**Instruction**
Reproduce the rows from the line containing "locate | one dot per instance of the wheel hub" through the end of the rows, inclusive, replacing every occurrence of "one dot per instance" with "one point for each instance" and leaving everything else unchanged.

**Working data**

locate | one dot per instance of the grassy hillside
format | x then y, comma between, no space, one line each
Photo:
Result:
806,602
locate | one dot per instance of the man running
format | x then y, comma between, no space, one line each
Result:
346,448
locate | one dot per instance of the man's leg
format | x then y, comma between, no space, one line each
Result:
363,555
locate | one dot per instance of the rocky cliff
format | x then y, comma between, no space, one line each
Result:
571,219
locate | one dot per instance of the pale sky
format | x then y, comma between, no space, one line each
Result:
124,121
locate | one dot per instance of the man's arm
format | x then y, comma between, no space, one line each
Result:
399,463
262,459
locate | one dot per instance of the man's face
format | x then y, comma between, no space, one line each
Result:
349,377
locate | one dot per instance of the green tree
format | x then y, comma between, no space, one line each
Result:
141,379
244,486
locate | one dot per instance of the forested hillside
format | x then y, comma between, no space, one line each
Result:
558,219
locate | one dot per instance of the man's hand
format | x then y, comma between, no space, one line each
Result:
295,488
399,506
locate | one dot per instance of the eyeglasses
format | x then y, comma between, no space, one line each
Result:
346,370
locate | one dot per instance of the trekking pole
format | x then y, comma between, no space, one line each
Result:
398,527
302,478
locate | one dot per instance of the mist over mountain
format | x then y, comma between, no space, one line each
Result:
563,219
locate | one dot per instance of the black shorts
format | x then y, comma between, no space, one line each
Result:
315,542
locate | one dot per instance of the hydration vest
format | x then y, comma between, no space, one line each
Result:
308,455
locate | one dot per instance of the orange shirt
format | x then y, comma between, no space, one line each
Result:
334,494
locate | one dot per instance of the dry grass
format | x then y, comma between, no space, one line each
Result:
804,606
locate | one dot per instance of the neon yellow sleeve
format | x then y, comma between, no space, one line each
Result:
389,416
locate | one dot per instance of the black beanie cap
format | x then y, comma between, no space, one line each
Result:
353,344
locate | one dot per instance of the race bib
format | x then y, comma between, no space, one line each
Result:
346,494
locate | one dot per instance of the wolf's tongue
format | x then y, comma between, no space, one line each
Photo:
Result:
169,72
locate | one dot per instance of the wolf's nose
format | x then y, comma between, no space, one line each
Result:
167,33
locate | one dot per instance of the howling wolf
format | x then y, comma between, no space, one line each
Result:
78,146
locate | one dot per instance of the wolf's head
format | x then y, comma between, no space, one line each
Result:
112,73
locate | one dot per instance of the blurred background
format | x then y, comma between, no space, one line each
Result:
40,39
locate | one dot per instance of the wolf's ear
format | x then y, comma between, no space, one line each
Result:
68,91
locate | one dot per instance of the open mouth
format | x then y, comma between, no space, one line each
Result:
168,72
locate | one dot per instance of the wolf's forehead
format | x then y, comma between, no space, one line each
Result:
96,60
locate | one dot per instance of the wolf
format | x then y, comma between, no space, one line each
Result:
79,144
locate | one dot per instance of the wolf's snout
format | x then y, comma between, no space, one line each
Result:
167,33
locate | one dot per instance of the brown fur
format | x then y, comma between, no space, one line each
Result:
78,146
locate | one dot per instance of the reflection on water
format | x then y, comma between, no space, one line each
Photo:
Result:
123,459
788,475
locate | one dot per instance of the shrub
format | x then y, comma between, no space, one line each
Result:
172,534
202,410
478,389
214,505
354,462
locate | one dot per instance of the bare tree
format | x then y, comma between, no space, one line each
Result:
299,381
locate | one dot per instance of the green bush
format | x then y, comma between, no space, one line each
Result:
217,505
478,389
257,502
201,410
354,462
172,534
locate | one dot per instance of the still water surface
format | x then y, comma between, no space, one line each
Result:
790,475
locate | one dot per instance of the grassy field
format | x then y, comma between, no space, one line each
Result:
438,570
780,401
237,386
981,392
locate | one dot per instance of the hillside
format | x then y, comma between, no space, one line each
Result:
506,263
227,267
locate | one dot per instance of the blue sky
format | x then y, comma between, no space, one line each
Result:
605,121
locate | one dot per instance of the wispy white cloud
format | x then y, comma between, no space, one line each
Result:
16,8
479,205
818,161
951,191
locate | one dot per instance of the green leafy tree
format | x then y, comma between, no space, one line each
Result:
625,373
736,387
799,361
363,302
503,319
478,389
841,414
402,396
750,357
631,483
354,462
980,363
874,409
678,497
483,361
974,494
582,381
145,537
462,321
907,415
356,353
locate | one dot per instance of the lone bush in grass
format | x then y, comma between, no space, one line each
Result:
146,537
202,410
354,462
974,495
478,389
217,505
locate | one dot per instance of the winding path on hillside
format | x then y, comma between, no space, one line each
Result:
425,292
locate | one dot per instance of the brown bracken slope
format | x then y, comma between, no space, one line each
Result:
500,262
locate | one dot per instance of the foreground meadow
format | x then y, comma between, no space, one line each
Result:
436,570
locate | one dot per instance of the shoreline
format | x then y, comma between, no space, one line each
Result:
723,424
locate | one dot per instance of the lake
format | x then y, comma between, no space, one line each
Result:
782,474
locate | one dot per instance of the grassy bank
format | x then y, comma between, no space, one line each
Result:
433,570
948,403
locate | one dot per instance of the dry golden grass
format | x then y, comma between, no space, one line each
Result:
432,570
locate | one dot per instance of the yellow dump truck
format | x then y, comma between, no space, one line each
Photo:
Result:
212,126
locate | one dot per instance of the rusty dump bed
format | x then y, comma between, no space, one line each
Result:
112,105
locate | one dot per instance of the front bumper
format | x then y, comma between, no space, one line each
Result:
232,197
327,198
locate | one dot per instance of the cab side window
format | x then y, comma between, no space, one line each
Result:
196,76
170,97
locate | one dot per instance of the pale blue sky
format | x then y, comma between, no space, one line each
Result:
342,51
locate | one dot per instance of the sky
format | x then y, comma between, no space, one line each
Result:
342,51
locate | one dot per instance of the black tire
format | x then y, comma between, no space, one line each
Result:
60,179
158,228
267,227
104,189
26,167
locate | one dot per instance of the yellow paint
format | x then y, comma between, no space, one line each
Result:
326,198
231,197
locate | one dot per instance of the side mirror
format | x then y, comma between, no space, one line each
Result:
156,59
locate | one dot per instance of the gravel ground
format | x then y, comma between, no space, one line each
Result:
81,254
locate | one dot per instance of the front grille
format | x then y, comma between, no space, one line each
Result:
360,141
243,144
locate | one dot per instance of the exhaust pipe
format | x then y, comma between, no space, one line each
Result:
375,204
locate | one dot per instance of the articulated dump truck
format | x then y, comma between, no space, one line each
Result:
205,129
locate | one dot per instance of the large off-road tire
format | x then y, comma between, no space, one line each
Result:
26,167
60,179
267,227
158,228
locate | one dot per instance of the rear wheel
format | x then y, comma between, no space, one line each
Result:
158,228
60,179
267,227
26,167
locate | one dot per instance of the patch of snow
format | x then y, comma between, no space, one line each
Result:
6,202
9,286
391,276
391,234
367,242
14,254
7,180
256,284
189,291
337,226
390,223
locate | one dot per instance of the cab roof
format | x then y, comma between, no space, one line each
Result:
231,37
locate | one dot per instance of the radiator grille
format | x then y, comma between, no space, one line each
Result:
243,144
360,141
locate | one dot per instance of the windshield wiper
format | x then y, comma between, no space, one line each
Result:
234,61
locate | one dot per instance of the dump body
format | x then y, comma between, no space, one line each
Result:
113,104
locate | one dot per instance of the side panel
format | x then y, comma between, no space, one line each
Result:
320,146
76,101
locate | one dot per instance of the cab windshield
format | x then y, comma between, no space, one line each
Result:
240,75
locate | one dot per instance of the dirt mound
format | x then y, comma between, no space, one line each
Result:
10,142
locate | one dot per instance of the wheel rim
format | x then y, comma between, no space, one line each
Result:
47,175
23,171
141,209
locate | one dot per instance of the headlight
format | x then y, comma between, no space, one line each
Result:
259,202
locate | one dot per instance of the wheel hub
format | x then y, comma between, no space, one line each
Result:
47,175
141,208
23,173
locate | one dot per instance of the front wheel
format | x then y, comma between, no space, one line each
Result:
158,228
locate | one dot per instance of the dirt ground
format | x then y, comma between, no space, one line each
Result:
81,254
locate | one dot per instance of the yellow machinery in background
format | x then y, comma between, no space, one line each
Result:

**Response to the task**
locate | one point for each instance of the wheel hub
format | x then y, comma between, no space, one line each
Result:
47,175
141,208
23,173
locate | one point for each instance of the front wheel
format | x then y, comma between, no space, one line each
Result:
158,228
locate | one point for each instance of the dirt ground
format | x then y, comma between, no space, one line each
Result:
81,254
locate | one point for each instance of the yellow machinery in background
format | x then y, comma between, no space, one line each
Result:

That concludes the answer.